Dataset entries
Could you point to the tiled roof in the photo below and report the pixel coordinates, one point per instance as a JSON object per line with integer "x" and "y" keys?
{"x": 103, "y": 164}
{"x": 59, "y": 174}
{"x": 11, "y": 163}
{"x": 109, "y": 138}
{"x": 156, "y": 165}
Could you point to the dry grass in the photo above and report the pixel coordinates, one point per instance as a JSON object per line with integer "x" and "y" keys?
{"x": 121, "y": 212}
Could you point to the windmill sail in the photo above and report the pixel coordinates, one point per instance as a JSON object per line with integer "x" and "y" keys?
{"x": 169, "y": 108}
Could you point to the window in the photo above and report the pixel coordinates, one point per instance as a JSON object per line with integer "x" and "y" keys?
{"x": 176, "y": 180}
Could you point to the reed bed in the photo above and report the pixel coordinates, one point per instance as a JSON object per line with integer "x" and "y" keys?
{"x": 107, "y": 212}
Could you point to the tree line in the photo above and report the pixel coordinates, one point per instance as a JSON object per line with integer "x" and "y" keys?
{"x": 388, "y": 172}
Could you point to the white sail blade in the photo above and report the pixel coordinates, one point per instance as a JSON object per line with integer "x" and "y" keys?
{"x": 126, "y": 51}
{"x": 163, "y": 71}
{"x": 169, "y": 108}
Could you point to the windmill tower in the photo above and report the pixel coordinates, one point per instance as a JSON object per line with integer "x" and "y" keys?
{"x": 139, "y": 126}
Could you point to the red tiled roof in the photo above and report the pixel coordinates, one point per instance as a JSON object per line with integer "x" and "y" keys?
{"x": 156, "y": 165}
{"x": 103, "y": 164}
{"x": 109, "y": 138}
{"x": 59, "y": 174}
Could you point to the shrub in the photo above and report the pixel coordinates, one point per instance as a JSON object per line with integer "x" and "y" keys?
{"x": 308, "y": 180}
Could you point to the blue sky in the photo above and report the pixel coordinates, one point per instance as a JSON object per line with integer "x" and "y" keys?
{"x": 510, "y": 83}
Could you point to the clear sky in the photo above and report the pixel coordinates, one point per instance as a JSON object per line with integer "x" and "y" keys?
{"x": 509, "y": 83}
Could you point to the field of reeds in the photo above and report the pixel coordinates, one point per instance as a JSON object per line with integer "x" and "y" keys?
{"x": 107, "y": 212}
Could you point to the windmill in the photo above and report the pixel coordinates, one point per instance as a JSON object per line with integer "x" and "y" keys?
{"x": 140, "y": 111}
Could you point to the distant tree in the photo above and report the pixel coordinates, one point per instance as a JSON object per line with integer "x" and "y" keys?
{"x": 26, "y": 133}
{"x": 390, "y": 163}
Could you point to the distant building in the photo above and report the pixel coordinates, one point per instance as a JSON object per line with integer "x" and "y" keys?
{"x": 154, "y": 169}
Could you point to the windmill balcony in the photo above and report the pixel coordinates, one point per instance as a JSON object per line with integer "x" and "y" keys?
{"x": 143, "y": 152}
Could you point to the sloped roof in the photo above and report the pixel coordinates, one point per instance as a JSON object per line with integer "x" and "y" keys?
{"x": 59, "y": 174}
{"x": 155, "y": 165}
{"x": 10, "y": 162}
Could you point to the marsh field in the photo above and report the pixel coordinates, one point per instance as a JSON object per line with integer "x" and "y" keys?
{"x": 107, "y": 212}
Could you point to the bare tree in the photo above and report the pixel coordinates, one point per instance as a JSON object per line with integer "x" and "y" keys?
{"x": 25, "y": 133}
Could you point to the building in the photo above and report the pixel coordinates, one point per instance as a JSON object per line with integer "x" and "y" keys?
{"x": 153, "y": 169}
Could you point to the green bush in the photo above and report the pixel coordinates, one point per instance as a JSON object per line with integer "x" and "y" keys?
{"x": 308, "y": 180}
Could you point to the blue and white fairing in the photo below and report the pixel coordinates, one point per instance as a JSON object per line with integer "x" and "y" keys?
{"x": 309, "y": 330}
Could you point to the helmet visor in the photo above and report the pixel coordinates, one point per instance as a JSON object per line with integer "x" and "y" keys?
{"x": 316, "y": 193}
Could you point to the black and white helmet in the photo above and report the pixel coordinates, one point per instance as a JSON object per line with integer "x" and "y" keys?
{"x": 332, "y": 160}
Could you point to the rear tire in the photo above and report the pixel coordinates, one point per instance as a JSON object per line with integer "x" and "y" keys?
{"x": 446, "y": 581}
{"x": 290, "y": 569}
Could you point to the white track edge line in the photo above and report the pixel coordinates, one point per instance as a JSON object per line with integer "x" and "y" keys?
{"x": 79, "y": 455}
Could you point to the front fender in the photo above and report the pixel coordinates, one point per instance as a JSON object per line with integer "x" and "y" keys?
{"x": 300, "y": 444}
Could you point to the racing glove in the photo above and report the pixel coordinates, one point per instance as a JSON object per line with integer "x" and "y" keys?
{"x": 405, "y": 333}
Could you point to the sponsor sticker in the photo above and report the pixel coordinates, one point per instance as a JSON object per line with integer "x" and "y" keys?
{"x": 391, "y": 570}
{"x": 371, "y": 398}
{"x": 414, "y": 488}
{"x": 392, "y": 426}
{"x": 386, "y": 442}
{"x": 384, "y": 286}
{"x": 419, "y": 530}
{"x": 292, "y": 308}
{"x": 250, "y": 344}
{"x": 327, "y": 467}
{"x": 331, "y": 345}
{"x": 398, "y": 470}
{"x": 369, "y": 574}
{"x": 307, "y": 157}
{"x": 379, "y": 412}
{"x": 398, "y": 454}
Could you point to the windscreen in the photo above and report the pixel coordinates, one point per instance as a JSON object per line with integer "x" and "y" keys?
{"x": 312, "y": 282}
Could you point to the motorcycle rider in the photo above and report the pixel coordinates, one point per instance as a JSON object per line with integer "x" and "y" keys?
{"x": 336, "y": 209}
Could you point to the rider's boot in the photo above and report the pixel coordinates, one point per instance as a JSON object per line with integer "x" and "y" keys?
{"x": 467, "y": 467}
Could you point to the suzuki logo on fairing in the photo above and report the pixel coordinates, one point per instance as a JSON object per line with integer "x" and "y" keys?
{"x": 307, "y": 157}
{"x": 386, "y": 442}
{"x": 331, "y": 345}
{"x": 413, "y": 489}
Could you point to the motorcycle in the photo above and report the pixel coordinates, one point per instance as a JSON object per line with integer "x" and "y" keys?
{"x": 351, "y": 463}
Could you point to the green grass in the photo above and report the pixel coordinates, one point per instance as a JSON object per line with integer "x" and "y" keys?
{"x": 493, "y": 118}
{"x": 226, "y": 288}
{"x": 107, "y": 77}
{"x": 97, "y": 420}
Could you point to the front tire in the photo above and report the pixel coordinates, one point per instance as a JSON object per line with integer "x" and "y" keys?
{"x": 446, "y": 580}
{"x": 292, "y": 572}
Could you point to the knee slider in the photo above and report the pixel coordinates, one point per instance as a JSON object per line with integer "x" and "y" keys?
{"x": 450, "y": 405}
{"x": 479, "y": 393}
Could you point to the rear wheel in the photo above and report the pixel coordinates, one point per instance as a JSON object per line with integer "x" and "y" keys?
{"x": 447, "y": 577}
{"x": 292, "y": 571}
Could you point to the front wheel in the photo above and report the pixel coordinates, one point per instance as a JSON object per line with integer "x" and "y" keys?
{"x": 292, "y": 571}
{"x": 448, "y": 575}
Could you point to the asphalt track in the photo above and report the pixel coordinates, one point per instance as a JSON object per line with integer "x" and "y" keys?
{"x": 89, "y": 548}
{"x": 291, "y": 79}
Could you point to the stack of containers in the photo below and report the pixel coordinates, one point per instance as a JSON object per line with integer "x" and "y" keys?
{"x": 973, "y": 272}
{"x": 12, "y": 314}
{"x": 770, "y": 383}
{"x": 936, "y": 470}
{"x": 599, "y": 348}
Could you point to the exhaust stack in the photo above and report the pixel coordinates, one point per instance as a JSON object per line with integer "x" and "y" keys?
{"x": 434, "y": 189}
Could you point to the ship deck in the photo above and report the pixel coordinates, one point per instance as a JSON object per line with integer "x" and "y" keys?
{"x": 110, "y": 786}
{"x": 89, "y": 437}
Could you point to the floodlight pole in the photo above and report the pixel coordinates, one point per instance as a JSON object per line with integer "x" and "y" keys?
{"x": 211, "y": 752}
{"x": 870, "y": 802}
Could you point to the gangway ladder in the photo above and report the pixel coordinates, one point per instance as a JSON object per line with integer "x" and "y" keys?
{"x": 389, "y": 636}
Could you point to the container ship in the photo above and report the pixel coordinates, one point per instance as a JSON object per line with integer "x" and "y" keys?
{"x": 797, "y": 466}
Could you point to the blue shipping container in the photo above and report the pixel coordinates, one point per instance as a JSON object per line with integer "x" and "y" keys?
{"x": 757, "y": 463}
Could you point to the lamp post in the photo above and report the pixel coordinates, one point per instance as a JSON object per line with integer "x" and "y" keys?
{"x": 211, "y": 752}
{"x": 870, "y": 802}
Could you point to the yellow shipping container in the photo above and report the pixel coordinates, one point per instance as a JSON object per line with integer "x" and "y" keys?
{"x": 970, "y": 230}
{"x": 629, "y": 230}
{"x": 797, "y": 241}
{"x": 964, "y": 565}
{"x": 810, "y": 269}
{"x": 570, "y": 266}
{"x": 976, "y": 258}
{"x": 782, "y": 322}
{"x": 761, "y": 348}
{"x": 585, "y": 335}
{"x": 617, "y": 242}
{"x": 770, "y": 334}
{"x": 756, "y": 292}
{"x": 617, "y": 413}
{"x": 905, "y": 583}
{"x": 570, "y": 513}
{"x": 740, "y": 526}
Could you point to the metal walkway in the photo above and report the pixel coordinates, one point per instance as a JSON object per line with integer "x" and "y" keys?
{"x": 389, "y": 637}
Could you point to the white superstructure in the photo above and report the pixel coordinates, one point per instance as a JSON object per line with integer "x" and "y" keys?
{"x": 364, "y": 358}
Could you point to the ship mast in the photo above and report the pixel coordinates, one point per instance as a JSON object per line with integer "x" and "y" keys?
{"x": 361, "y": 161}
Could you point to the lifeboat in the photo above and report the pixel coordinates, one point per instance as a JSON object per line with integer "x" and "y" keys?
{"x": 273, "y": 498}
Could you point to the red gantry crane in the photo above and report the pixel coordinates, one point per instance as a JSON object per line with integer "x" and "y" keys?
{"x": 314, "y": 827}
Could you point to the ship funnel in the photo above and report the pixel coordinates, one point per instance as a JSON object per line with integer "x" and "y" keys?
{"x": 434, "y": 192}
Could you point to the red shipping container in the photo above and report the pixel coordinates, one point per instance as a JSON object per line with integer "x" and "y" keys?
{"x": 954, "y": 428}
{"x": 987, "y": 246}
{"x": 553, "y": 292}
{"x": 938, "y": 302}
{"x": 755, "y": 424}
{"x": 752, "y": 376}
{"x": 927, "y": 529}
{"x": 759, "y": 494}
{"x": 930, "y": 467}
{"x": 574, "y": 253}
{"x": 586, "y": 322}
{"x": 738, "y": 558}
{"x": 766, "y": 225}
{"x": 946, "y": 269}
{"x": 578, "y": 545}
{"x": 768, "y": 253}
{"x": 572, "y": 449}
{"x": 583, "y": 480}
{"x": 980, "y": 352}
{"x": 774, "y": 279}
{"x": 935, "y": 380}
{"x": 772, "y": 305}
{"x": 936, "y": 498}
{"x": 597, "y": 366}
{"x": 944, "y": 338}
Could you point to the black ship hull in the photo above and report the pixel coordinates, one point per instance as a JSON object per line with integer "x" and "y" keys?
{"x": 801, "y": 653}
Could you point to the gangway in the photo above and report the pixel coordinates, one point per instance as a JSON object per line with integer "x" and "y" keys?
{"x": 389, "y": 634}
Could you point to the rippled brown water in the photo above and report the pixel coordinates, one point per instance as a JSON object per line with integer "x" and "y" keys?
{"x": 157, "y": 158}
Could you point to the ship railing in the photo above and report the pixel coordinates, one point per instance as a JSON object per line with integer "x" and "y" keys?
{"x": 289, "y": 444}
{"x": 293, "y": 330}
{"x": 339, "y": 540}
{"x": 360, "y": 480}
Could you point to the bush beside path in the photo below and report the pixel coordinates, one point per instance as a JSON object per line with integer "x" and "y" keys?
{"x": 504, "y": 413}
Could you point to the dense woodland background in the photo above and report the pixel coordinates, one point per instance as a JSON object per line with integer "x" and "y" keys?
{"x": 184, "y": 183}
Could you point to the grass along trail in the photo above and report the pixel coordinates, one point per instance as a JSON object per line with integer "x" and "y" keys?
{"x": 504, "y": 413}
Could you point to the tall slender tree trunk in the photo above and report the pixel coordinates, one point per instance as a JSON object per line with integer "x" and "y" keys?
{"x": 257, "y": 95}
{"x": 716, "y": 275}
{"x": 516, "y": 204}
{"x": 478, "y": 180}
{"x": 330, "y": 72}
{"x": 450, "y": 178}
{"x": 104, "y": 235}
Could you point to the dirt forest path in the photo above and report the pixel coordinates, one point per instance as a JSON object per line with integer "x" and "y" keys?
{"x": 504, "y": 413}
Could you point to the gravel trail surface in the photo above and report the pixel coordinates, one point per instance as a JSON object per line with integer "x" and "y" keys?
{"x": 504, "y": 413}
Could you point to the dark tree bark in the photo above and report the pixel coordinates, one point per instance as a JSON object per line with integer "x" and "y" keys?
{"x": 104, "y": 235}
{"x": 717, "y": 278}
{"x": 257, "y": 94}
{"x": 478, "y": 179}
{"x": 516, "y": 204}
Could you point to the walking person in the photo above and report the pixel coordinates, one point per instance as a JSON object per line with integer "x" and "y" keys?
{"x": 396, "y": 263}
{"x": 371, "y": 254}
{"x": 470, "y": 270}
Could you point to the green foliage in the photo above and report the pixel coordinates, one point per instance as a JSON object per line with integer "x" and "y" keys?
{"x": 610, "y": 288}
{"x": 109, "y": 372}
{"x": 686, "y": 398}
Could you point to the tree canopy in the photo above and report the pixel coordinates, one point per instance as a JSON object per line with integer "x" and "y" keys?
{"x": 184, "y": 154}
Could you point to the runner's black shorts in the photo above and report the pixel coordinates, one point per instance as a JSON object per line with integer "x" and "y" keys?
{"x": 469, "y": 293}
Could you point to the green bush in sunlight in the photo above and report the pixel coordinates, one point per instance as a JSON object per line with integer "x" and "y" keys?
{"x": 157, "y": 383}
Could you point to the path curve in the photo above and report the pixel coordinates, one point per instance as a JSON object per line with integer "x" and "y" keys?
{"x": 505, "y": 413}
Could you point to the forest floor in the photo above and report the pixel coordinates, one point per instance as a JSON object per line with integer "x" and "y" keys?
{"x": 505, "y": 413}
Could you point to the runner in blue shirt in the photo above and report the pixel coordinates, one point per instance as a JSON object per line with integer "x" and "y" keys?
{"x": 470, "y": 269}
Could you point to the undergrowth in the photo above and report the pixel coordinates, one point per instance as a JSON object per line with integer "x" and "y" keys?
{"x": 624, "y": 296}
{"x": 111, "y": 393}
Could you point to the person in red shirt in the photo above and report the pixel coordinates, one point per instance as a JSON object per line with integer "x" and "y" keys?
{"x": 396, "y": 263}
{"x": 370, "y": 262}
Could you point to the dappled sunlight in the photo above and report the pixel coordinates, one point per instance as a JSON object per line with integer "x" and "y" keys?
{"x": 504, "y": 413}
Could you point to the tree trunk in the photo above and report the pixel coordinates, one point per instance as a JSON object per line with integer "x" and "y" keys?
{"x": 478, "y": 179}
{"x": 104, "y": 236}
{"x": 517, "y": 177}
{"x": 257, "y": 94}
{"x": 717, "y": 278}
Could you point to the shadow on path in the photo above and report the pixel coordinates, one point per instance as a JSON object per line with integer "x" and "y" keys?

DESCRIPTION OF THE TASK> Set down the line that contains "Could you point to the tree trunk" exactly. Do the same for each later line of the data, through the end, and add nothing.

ANSWER BELOW>
Could you point to the tree trunk in the photo above and report the pixel coordinates, one point per instance as a JSON object per line with integer "x" and "y" keys?
{"x": 478, "y": 179}
{"x": 104, "y": 236}
{"x": 517, "y": 177}
{"x": 257, "y": 94}
{"x": 717, "y": 278}
Could you point to the shadow on path in the photo above and report the pixel coordinates, one point per instance as a JSON object per line with integer "x" and "y" keys?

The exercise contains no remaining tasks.